■ Set exercise:
Please copy out the records below with "JSON array" swapped for "JSON list" throughout and nothing else changed, leaving the pictures out.
##### Input records
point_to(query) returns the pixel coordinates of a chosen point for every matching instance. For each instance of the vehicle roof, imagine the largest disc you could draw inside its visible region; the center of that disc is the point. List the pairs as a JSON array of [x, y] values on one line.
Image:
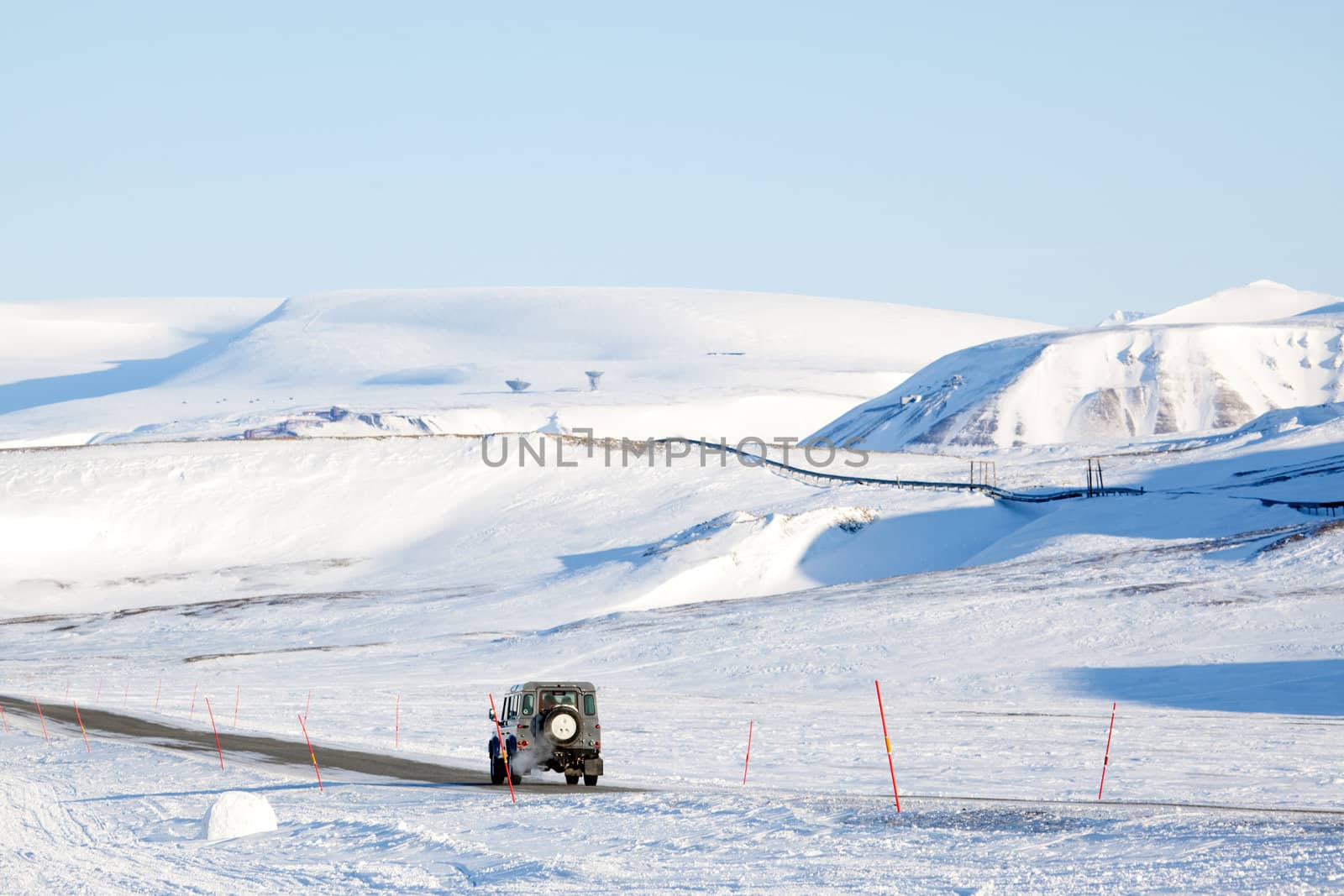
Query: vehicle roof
[[528, 685]]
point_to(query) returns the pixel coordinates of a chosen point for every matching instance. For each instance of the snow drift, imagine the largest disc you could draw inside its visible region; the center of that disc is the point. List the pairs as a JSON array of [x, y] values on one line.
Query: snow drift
[[1136, 380], [703, 363], [239, 815]]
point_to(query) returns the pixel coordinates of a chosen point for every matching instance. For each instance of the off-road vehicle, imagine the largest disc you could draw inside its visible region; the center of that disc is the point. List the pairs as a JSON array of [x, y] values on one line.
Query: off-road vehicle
[[549, 725]]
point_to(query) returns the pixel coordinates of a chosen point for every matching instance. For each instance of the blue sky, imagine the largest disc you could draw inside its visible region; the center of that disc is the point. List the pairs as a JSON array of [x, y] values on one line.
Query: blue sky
[[1037, 160]]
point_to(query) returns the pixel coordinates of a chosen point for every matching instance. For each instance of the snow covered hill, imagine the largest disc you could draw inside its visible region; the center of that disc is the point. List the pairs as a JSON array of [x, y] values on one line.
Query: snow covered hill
##########
■ Right answer:
point_to(query) returns the pixel coordinates of a chosen point for every matching instance. For each instance of the vehicle roof, imagine the largest disc you could draw inside its visible region; the center of that disc is the point. List the pairs as a JSON list of [x, y] values on one line.
Image:
Query: vehicle roof
[[528, 685]]
point_to(query) returns the pixel coordinates of a chosen point for every matching instance. For each instance of the snow drift, imagine the largest disc you could draw inside its visible region; the center of that disc is the point. List the pairs as a JSON list of [x, y] values on one line.
Query: snow drift
[[1136, 380], [703, 363], [239, 815]]
point_to(query) returns the pixel coordinates of a chosen point for every matching instance. For each instance of the off-road vehicle, imagine the largest disc you could draw inside its visible region; the center of that disc is the point. List the pairs as a JSON list of [x, y] values on one line.
Query: off-road vehicle
[[549, 725]]
point_to(query) returns the pixel coordinates of a chosen point for every matching instance. For each instance of the blue sky, imagine the largest disc you could draw inside its visible region; the center of that disc is the point. List the pairs as a JSON list of [x, y] values on one line.
Query: blue sky
[[1037, 160]]
point_to(query) returns the pixel coordinates of a chosen point for every matching instance. For each instance of the snow covered hill, imagine the largest disc you could draw inside its visible region; the center of that disc is the point. List the pairs as a JSON list of [x, y] values on one line.
Query: snow covered hill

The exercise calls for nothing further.